[[ Records to use open ]]
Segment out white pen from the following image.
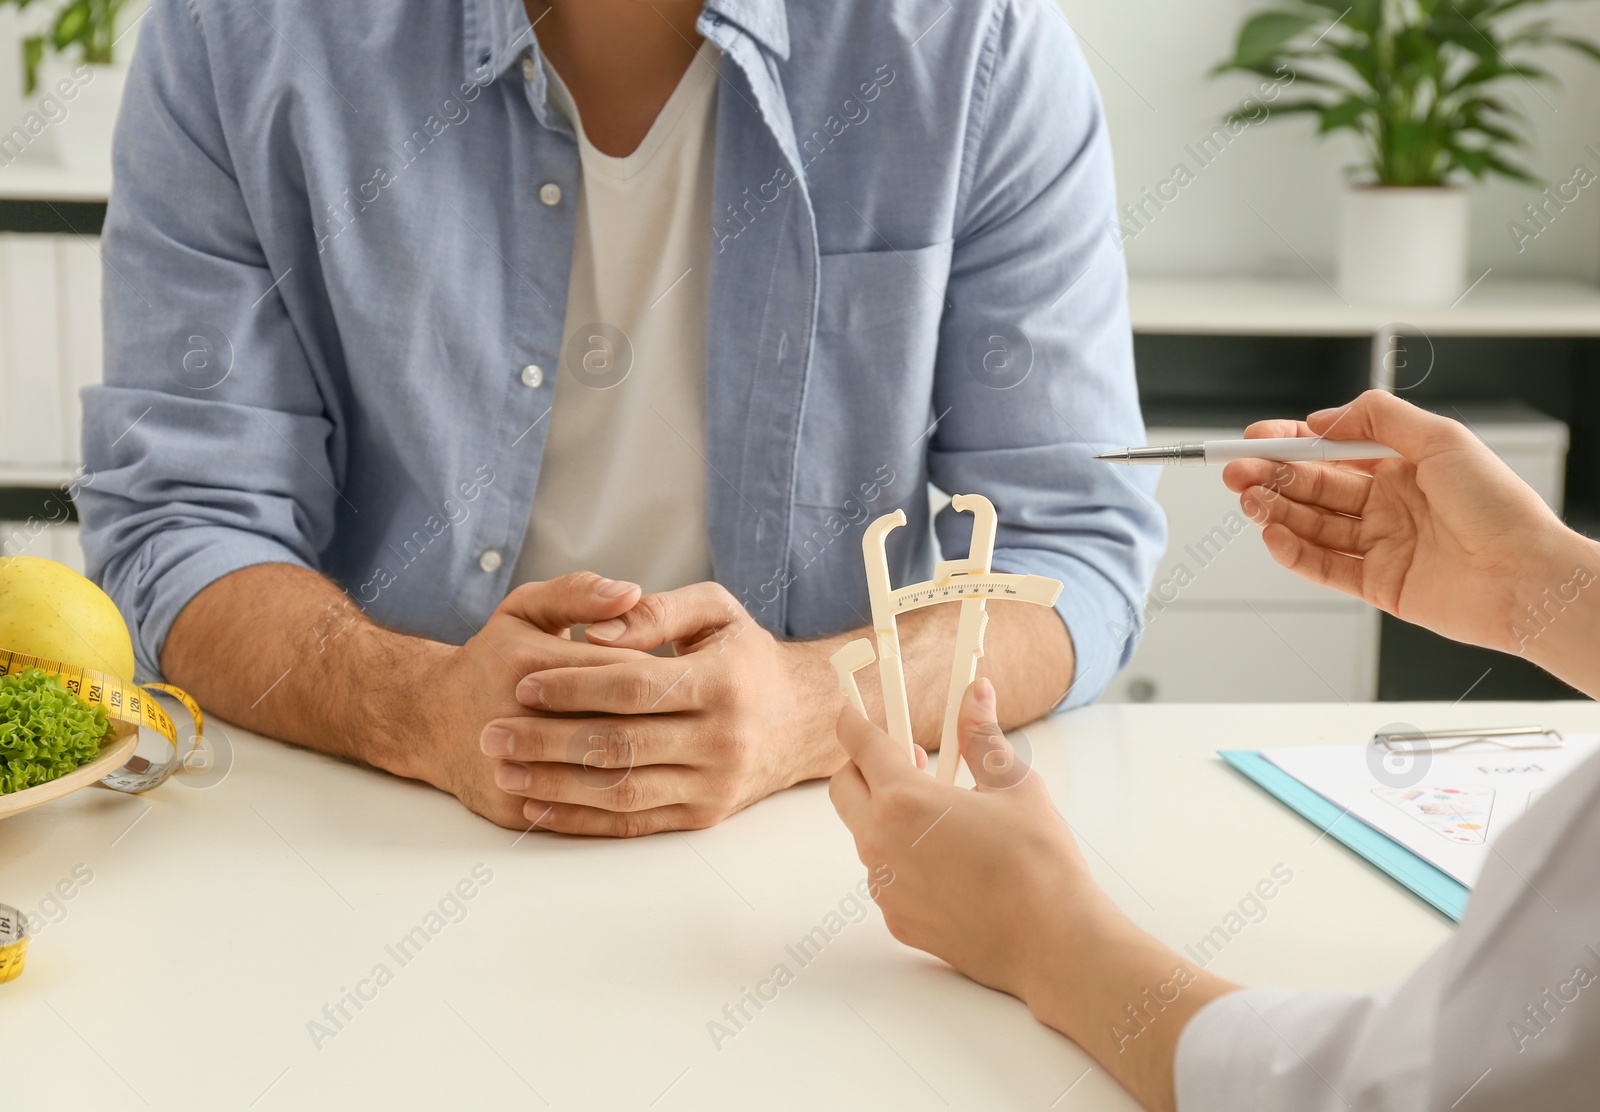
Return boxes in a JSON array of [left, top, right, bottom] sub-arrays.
[[1094, 437, 1402, 466]]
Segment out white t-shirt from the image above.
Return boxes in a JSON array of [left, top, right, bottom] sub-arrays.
[[1176, 743, 1600, 1110], [513, 42, 719, 595]]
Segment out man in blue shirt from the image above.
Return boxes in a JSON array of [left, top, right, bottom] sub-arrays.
[[79, 0, 1163, 835]]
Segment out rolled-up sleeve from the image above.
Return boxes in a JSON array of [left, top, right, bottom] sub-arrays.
[[928, 0, 1164, 709], [78, 0, 336, 679]]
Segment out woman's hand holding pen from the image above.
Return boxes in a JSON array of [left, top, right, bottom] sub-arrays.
[[1223, 390, 1600, 688]]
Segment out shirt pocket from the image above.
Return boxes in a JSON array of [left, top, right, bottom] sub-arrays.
[[814, 240, 954, 335], [797, 240, 953, 507]]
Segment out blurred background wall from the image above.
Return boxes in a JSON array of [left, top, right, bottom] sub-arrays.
[[1061, 0, 1600, 282]]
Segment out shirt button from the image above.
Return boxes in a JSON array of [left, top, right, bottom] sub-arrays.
[[539, 183, 562, 206], [478, 550, 503, 573], [521, 56, 537, 83], [519, 364, 544, 388]]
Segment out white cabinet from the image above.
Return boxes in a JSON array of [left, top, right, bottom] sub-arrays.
[[0, 234, 103, 478], [0, 230, 99, 565], [1106, 606, 1379, 703]]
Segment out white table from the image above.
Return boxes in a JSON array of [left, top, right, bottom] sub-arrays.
[[5, 700, 1597, 1110]]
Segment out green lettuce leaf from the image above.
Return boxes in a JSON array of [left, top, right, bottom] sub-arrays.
[[0, 667, 112, 794]]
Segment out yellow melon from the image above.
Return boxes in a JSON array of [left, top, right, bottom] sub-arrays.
[[0, 556, 136, 683]]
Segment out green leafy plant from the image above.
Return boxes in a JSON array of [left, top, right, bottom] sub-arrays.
[[1, 0, 129, 96], [1215, 0, 1600, 185], [0, 667, 111, 794]]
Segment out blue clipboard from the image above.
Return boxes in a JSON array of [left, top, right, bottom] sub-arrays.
[[1219, 750, 1469, 921]]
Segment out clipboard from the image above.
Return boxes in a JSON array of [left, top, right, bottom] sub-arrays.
[[1222, 726, 1575, 922], [1220, 749, 1471, 921]]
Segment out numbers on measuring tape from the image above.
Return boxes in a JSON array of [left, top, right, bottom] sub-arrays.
[[1, 649, 205, 795], [889, 574, 1061, 614]]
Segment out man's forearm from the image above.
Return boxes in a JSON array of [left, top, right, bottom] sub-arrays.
[[160, 563, 447, 778]]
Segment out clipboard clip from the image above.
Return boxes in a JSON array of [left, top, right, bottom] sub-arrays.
[[1372, 725, 1565, 753]]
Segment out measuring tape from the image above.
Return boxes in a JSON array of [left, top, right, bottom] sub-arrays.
[[0, 903, 24, 983], [0, 648, 204, 794]]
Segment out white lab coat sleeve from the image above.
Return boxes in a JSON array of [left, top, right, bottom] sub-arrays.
[[1175, 748, 1600, 1112]]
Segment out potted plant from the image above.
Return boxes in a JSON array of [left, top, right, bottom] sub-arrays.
[[1216, 0, 1600, 307], [3, 0, 135, 173]]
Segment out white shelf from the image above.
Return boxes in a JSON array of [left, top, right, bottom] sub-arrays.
[[0, 153, 110, 202], [1130, 276, 1600, 337], [0, 464, 79, 488]]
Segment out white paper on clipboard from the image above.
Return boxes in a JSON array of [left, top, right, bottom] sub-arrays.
[[1262, 734, 1600, 888]]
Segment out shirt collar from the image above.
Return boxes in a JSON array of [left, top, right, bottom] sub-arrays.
[[462, 0, 791, 84], [701, 0, 791, 60], [462, 0, 538, 85]]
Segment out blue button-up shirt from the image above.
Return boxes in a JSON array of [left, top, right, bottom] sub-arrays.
[[80, 0, 1164, 707]]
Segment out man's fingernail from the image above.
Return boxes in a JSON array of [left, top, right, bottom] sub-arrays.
[[481, 726, 514, 756], [495, 763, 531, 791], [587, 618, 626, 641], [517, 676, 546, 706], [597, 579, 637, 599], [1308, 407, 1340, 422], [974, 677, 996, 713], [526, 802, 555, 827]]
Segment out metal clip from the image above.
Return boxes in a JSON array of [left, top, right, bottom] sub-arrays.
[[1372, 725, 1564, 753]]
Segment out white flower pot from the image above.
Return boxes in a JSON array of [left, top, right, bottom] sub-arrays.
[[34, 58, 128, 175], [1337, 186, 1471, 308]]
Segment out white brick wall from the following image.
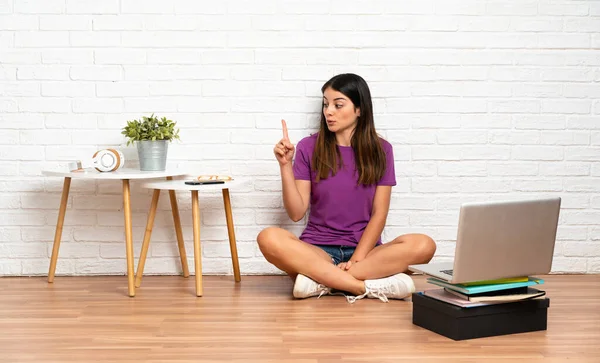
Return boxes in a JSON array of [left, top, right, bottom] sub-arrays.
[[1, 0, 599, 276]]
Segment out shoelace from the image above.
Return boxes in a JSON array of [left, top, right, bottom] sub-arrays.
[[316, 284, 330, 299], [346, 286, 391, 304], [367, 287, 390, 303]]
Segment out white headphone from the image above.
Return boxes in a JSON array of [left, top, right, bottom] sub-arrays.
[[68, 149, 125, 172]]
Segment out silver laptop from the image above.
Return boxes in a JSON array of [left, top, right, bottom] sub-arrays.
[[408, 197, 561, 284]]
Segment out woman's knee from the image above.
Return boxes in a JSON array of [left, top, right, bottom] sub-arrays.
[[256, 227, 286, 259], [416, 234, 436, 263]]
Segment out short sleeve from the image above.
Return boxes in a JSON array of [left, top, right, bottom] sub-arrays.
[[377, 141, 396, 186], [293, 138, 312, 181]]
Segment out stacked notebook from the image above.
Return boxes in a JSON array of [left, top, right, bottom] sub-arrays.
[[422, 276, 546, 308]]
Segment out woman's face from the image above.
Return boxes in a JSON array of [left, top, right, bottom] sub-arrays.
[[322, 87, 360, 134]]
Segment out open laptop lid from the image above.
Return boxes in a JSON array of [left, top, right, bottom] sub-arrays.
[[451, 197, 561, 283]]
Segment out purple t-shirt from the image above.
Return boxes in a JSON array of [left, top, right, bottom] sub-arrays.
[[293, 133, 396, 247]]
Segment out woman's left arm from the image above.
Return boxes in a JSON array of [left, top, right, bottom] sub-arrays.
[[350, 185, 392, 263]]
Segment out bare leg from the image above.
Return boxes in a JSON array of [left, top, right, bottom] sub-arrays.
[[257, 227, 366, 295], [346, 233, 436, 281]]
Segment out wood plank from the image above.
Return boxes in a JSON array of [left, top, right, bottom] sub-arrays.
[[0, 275, 598, 362]]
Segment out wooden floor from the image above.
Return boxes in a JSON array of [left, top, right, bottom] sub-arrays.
[[0, 274, 598, 363]]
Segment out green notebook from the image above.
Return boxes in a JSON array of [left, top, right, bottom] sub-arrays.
[[426, 277, 545, 295]]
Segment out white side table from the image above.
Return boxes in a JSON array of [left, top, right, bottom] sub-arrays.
[[137, 178, 250, 296], [42, 168, 187, 297]]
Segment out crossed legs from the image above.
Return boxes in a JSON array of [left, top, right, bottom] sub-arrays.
[[256, 227, 436, 296]]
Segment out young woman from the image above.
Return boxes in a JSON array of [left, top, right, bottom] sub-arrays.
[[257, 73, 436, 303]]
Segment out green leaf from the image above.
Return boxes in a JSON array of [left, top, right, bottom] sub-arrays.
[[121, 114, 180, 144]]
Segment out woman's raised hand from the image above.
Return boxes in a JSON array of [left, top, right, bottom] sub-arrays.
[[274, 119, 295, 166]]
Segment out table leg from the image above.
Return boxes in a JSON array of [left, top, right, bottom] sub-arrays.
[[191, 190, 203, 297], [122, 179, 135, 297], [135, 189, 160, 288], [167, 177, 190, 278], [48, 177, 71, 283], [222, 188, 241, 283]]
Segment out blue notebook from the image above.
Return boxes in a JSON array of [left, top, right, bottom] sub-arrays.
[[427, 277, 544, 295]]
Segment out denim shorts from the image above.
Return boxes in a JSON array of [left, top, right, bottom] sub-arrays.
[[314, 244, 357, 265]]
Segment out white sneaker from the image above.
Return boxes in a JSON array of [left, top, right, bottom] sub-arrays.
[[293, 274, 331, 299], [346, 273, 416, 303]]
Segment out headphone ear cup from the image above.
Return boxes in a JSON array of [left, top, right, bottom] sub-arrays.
[[93, 149, 124, 172], [92, 150, 106, 172], [106, 149, 124, 171]]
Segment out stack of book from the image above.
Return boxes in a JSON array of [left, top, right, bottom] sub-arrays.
[[413, 276, 551, 340], [422, 276, 546, 308]]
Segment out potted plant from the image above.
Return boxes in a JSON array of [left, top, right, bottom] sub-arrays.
[[121, 114, 180, 171]]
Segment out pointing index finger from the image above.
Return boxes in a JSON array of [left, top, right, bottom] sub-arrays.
[[281, 119, 290, 141]]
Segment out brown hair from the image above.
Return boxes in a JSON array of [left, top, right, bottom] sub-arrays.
[[312, 73, 386, 185]]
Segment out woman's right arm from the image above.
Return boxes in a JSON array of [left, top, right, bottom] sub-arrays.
[[280, 164, 310, 222], [274, 120, 310, 222]]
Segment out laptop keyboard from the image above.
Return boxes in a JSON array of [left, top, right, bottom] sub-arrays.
[[441, 269, 453, 276]]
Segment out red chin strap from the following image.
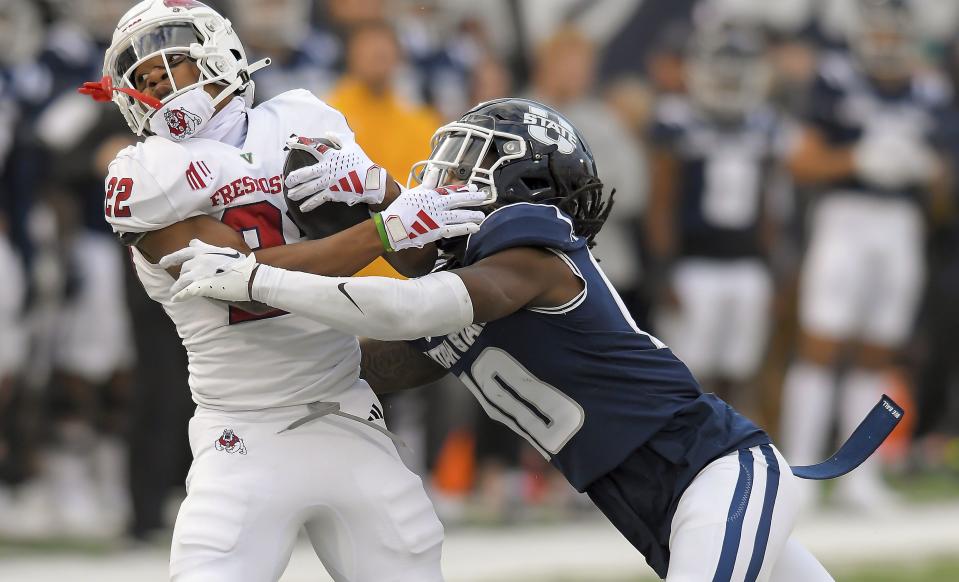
[[ Records to use closed ]]
Problem:
The lines from the top of the data above through the one holding "Segment out clipboard from the image above." are to be repeated exactly, and only those, with no pictures.

Response:
Segment out white pen from the following image.
Return boxes in a JSON array of [left, top, right, bottom] sub-arrays.
[[1094, 437, 1402, 466]]
Segment out white t-shirt from the image above.
Return boxes in a JSON array of [left, top, right, bottom] sub-arrays.
[[1176, 743, 1600, 1110], [513, 42, 719, 595]]
Segment out man in blue shirt from the image above.
Return boxes in a JSON array of [left, top, right, bottom] sub-arrays.
[[79, 0, 1163, 835]]
Segment out rolled-up sleeve from the image above.
Return boxes in a JSON array of [left, top, right, bottom] sub-arrays.
[[928, 0, 1164, 709], [78, 0, 336, 679]]
Segment out woman's hand holding pen from the image above.
Return boxes in a JSON array of [left, top, right, bottom] sub-arrays.
[[1223, 390, 1600, 688]]
Segment out shirt pocket from the image above.
Return boxes in a JSON array of [left, top, right, bottom] sub-arrays.
[[814, 240, 954, 335], [797, 240, 953, 507]]
Segment out blurred background wall from the image above.
Return boxes in a JSON array of [left, top, right, bottom] sub-arrays.
[[1061, 0, 1600, 282]]
Segment out shirt button from the image above.
Return boxes in a JSON array of [left, top, right, bottom] sub-arrays.
[[539, 183, 562, 206], [478, 550, 503, 573], [521, 56, 537, 83], [519, 364, 544, 388]]
Segment out white cabinet from the image above.
Return boxes in a JSON array of [left, top, right, bottom] sub-arrays.
[[0, 234, 103, 478], [0, 230, 99, 565], [1106, 606, 1379, 703]]
Segment out white table from the image above.
Return boxes in a JSON array of [left, top, right, bottom] sub-arrays.
[[5, 700, 1597, 1110]]
Segment out green lettuce leaf from the image above.
Return boxes in a JSON array of [left, top, right, bottom] sub-arrays.
[[0, 667, 112, 794]]
Segment out yellow melon from the image above.
Return boxes in a JSON array of [left, top, right, bottom] sub-arrays.
[[0, 556, 136, 683]]
Segment out green leafy plant from the image above.
Return boxes in a JSON array of [left, top, right, bottom] sub-arrays.
[[1, 0, 129, 96], [1215, 0, 1600, 185], [0, 667, 111, 794]]
Segment out blue clipboard from the image above.
Return boxes in a JSON array of [left, top, right, bottom] sub-arrays.
[[1219, 750, 1469, 921]]
Segment out clipboard from the image above.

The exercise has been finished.